*Görevleriniz*:
[1] Aşağıdaki (a), (b) ve (c) ifadelerinin yazma üzerine denemeyle örtüşüp örtüşmediğini belirtin. Her biri için evet ya da hayır deyin ve kararı belirleyen sözleri denemeden birebir alıntılayın.
(a) Yazar, yazının geldiği yerin kötü bir yer olduğunu söylüyor.
(b) Yazara göre yazının kızdığı şey yazarın aceleciliğidir.
(c) Yazara göre insan, birşeylerin varlığına bağlı olduğunu duyduğunda sevinç hisseder.
[2] Yazma üzerine denemeyi kaldığı yerden sürdürün ve aynı üslupta bir paragraf daha yazın.

- 937 Okunma
- 0 Yorum
- 4 Beğeni
İnsan olmak neden yetmiyor?
Okuduğunuz yazı Günün Yazısı olarak seçilmiştir.
Belki de savruk olmalıyım. Dizginleri azıcık aklımın ellerinden almalıyım. Peki ya kime vereceğim? İşte bu yazıyı neresi yazdırıyorsa oraya. Bu yazının geldiği yer kötü bir yer değil. Ancak büsbütün kontrolümde de değil. Planlı bir şekilde üzerine gittiğimde korkuyor benden. Kalemimden dökülmek istemiyor. Kalıplarımdan inciniyor. Çok mu aceleciyim ona göre? Hayır. Acelemden değil. Onun kızdığı başka birşey. Sanki, seçtiğim yöne doğru iterken kendisini, olabileceği şeylerin sayısını da azaltmış oluyorum. Girmek istediği bin tane güzel sûret var. Ben ancak üçünü-beşini biliyorum. Bence en çok bundan alınıyor. ’Ol’makla ilgili bir itirazı yok. Fakat ’ol’una verilen biçimi de kendisi seçmek istiyor.
İyi de nereye kadar kendisi seçebilir? Nihayetinde benim kalemimden dökülmeyecek mi? Benim kalemimden dökülmek de ’ben’le şekillenmek, ’ben’imin kalıbına girmek, bir ’ben’e esir olmak değil mi? Öyle elbet. Bu kadarcık olsun esarete gönlü var demek ki. O zaman şunu itiraf etmeli bana: ’Sen’le olmak kötü değil ’sen’e esir olmak kötü.
Böyle bir itiraf beni de rahatlatır. Kendimi bir engel gibi görmeyi bırakırım o zaman. Olabileceklere bakarak kendimden yakınmam. İnsan birşeylerin varlığına bağlı olduğunu duyduğunda tertemiz bir sevinç hisseder. "Sen olmasaydın ben kaybolurdum!" veya "Sen olmasaydın kimbilir hayatın neresine savrulurdum!" veyahut da "Sen de olmasan tutunacak bir dalım yok!" Bunların hepsini duymak bize iyi gelir. Çünkü bu duyduğumuz varlığımızın anlamlı olduğuna ikna eder bizi.

*Sağlanan veriler*:
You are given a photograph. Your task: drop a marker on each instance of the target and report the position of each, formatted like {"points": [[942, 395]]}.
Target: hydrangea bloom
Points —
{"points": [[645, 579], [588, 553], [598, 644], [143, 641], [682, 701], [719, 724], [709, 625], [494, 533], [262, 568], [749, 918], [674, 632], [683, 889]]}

*Verilen yanıtlar*:
[1]
(a) Hayır: "Bu yazının geldiği yer kötü bir yer değil."
(b) Hayır: "Hayır. Acelemden değil."
(c) Evet: "İnsan birşeylerin varlığına bağlı olduğunu duyduğunda tertemiz bir sevinç hisseder."

[2]
Riyakârlığa gerek yok. Hepimiz anlamlı olmaya muhtaç olduğumuzu biliyoruz. Bilmesek de hissediyoruz. Varlıkta tuttuğumuz yerin bir anlamla kaim olduğunu, hem anlamın ömrüyle de devamlı olduğunu, o anlamın rengiyle renklendiğini seziyoruz. Bu yüzden büyük holdinglerde telefona bakmayı küçük yerlerde insanlarla konuşmaktan daha çok severiz. O holdinge atfettiğimiz büyüklüğün içinde tuttuğumuz yerin de bir büyük anlam olduğunu düşünürüz. "(…) holdingde çalışıyorum!" Vay be! Demek orada çalışıyorsun. Peki orada olmadığında ne yapıyorsun?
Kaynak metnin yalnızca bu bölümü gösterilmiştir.